*INSTRUCTIONS TO FOLLOW*.
Below are records; transcribe only the line with "Target: man in dark jacket" and those after it, through the last line, without any change.

*RECORDS TO PROCESS*.
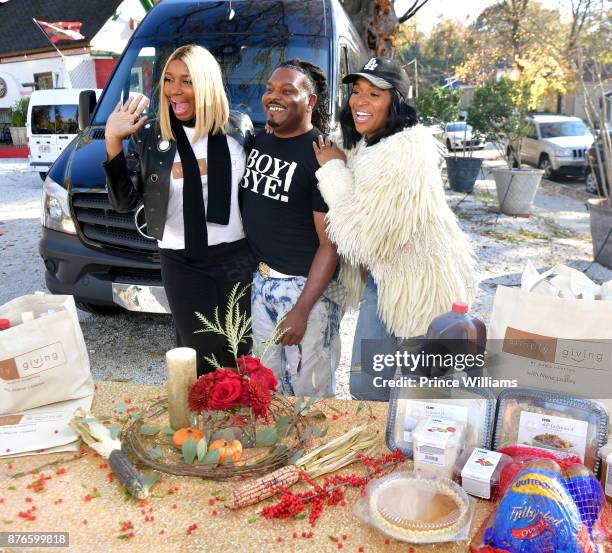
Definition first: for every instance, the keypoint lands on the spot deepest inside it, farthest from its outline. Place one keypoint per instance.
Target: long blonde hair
(211, 105)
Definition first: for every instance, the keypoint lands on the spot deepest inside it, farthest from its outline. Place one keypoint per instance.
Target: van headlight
(55, 213)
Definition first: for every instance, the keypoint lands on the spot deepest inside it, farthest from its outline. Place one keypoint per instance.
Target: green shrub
(439, 106)
(498, 113)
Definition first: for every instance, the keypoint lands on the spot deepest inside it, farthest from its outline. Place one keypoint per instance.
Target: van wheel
(546, 166)
(105, 310)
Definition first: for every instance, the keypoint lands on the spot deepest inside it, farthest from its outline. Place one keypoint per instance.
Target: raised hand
(124, 121)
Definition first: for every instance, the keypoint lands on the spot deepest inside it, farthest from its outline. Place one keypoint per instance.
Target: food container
(479, 472)
(559, 424)
(605, 454)
(438, 442)
(416, 508)
(473, 406)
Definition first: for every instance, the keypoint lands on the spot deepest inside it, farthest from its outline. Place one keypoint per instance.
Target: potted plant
(440, 106)
(499, 114)
(18, 130)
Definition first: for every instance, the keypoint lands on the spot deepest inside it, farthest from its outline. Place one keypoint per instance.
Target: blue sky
(463, 10)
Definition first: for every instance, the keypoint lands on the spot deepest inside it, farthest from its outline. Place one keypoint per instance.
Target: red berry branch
(330, 491)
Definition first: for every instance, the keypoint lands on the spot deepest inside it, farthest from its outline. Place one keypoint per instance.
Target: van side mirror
(87, 103)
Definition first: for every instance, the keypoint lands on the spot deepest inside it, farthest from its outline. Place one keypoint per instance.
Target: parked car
(458, 136)
(106, 259)
(556, 144)
(593, 181)
(52, 123)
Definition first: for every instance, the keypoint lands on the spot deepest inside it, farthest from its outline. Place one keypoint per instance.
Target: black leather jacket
(144, 172)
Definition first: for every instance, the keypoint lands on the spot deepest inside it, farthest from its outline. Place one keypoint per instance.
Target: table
(94, 519)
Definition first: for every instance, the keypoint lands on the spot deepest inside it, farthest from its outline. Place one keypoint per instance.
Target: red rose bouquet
(250, 385)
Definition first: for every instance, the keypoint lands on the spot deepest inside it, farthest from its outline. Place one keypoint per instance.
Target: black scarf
(195, 215)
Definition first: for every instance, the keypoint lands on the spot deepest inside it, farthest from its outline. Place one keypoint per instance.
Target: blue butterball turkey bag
(539, 514)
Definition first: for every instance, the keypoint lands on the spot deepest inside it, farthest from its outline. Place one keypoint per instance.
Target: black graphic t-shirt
(279, 193)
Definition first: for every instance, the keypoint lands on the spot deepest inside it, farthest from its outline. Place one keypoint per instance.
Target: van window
(62, 119)
(342, 88)
(246, 60)
(66, 119)
(43, 120)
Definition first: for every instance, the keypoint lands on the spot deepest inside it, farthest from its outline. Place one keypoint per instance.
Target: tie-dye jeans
(309, 368)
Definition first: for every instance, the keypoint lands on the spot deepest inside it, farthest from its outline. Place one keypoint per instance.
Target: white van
(51, 125)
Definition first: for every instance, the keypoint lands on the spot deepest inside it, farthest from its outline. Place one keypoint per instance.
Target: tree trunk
(376, 23)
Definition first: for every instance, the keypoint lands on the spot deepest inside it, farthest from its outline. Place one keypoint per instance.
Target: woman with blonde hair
(186, 166)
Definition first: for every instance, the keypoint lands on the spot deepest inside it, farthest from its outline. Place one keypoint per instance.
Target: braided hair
(317, 84)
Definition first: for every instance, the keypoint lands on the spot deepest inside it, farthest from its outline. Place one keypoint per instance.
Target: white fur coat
(388, 214)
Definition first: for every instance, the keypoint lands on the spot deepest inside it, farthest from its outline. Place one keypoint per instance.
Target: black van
(106, 259)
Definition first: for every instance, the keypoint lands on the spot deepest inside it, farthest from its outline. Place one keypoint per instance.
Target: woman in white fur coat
(387, 211)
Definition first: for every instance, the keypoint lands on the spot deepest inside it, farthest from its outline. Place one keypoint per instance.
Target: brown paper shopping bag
(43, 358)
(553, 333)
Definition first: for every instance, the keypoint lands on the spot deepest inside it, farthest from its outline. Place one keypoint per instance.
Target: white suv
(556, 144)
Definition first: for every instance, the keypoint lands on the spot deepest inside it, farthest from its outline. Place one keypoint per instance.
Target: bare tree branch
(411, 12)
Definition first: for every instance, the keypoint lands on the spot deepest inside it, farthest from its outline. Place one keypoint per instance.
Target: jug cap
(460, 307)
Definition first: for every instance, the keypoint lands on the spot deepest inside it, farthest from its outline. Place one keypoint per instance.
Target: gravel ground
(131, 346)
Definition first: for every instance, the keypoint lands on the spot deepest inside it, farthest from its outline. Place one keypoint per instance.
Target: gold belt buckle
(264, 270)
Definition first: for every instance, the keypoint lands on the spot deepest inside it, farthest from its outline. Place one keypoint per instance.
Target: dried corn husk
(337, 453)
(98, 437)
(257, 490)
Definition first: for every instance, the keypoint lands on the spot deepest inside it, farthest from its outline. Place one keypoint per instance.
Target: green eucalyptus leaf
(308, 405)
(280, 449)
(267, 437)
(149, 430)
(298, 406)
(296, 456)
(115, 430)
(155, 453)
(150, 479)
(316, 431)
(202, 449)
(317, 415)
(212, 457)
(189, 451)
(282, 424)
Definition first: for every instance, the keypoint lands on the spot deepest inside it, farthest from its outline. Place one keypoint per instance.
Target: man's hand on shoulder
(294, 325)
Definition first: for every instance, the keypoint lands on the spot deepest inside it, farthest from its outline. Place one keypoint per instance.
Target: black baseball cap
(383, 73)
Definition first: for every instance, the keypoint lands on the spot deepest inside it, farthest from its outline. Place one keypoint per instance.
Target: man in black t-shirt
(284, 219)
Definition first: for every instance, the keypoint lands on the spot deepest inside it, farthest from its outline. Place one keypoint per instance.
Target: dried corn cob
(327, 458)
(264, 487)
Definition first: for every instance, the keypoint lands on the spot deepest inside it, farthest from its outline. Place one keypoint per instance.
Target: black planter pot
(462, 173)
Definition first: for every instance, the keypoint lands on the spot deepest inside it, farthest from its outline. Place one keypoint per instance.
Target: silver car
(556, 144)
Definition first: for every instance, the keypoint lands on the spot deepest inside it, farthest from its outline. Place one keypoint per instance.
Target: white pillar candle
(181, 374)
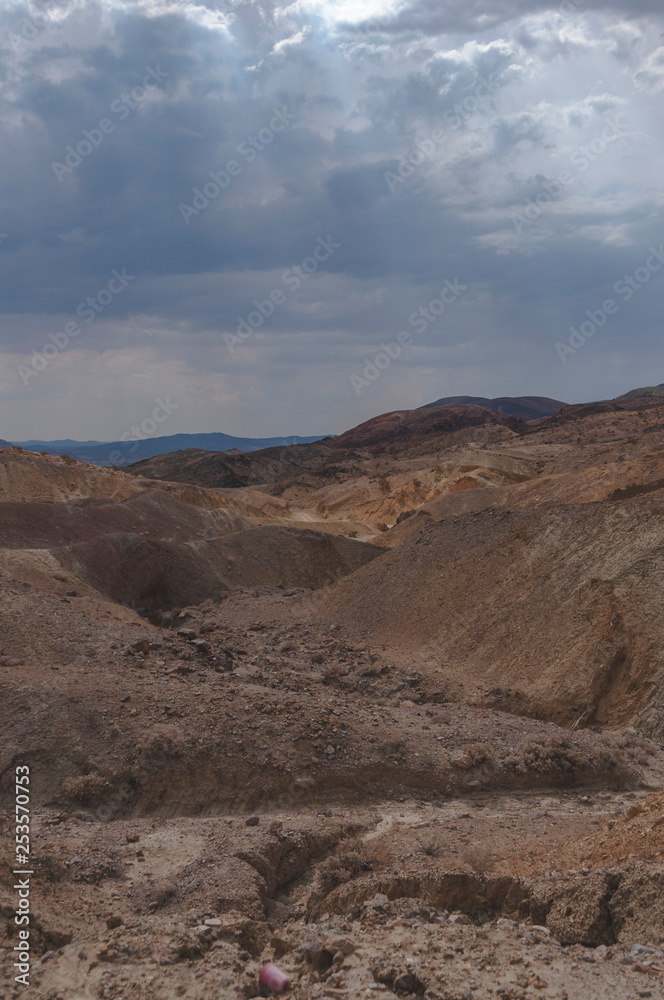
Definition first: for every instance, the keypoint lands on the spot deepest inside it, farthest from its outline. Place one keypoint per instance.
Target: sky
(271, 218)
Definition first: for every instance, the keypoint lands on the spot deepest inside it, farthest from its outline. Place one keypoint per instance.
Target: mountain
(646, 390)
(121, 453)
(408, 428)
(525, 407)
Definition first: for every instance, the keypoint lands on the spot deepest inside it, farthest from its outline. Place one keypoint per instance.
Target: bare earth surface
(425, 760)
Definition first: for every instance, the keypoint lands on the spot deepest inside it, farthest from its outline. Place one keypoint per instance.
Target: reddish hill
(406, 428)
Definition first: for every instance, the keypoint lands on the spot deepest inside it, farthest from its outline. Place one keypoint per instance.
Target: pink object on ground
(274, 978)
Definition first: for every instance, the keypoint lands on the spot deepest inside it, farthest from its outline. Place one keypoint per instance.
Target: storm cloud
(208, 148)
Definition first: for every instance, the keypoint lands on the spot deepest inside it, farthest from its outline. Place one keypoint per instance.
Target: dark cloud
(415, 141)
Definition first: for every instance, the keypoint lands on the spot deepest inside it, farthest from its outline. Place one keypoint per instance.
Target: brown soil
(423, 761)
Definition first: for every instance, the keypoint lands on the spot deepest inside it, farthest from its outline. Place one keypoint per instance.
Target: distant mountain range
(646, 390)
(525, 407)
(123, 453)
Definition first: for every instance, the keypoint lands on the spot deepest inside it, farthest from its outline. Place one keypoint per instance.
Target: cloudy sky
(511, 148)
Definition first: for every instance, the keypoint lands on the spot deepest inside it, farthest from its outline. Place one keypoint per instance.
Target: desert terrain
(405, 729)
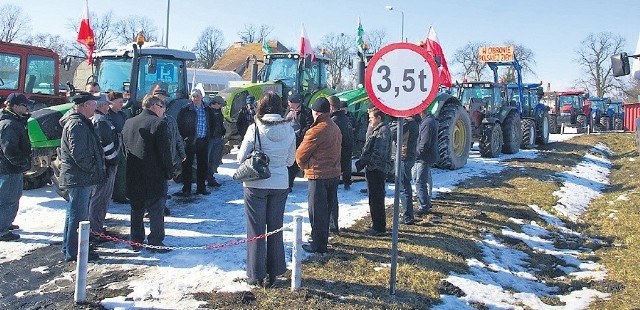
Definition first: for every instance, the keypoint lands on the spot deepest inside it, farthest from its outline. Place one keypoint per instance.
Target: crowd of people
(99, 144)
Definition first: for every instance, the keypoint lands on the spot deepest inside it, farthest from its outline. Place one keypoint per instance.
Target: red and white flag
(85, 33)
(434, 48)
(305, 45)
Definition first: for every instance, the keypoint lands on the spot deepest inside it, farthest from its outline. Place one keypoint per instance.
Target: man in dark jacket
(318, 156)
(149, 166)
(426, 156)
(81, 167)
(193, 124)
(408, 156)
(216, 138)
(15, 158)
(301, 119)
(376, 158)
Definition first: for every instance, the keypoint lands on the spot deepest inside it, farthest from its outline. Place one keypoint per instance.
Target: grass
(356, 274)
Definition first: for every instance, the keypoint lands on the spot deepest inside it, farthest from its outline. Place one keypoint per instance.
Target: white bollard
(296, 273)
(82, 260)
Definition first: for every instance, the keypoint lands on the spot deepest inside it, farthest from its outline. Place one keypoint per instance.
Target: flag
(266, 48)
(85, 33)
(434, 48)
(305, 45)
(359, 34)
(635, 69)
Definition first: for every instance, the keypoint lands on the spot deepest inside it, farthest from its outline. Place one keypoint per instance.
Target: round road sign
(402, 79)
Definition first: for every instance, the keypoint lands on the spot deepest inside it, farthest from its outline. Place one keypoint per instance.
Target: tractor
(136, 70)
(615, 116)
(282, 73)
(569, 111)
(535, 114)
(598, 119)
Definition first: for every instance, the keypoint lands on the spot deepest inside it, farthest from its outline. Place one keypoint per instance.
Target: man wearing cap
(81, 168)
(15, 158)
(193, 124)
(301, 119)
(319, 156)
(216, 141)
(110, 142)
(149, 166)
(246, 115)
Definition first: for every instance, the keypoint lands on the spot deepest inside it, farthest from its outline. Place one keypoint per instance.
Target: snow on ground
(167, 280)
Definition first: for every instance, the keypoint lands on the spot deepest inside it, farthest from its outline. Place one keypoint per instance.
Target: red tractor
(570, 110)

*COMPLETED TASK*.
Target: man in dark jacket
(318, 156)
(149, 166)
(426, 156)
(81, 167)
(193, 124)
(408, 156)
(216, 138)
(15, 158)
(301, 119)
(376, 158)
Definition first: for every instance, the keypoint lands on the spot deepest inside it, farthest from its outline. Place one keypoint per instance.
Target: grass
(356, 274)
Definition first: for every instance, the keypoint lands on the spot deepest inside it, farthest from its outline. Place one keypoint per instance.
Target: white bollard
(296, 273)
(82, 260)
Definition first: for every instance, the keypoint lands on the spot deepest inside it, farthest from its outline. Place one keypoint per instance.
Target: flag
(266, 48)
(85, 33)
(434, 48)
(305, 45)
(359, 34)
(635, 69)
Definition first: for every instance, the keypoint lands on the spot deepest inside it, farthest from its outline. Place one keypoint per instance.
Target: round road sign
(402, 79)
Definition first: for every instance, the keypoint lands on the spot deepest inside it, farthest from its outline. Place one keypoint per instance.
Target: tractor
(136, 70)
(615, 116)
(282, 73)
(569, 111)
(535, 114)
(598, 119)
Definition first: for every instance, the keypoint lands on the spot deepest inside it, farthest from its outline. Place one keypoint per instance.
Target: man wearing cap
(81, 168)
(15, 158)
(193, 124)
(301, 119)
(319, 156)
(216, 141)
(110, 142)
(149, 166)
(246, 115)
Definition first: for every instance, the keypoint lands on the spot deepest inside it, farthest from its outline. Place one keypoint per instance.
Target: snow on ground
(167, 280)
Definition first: for every instance, the keypoint lands on the spot deepest inside it, farthest from its outline. Place one keypoint per instance.
Target: red tractor
(570, 110)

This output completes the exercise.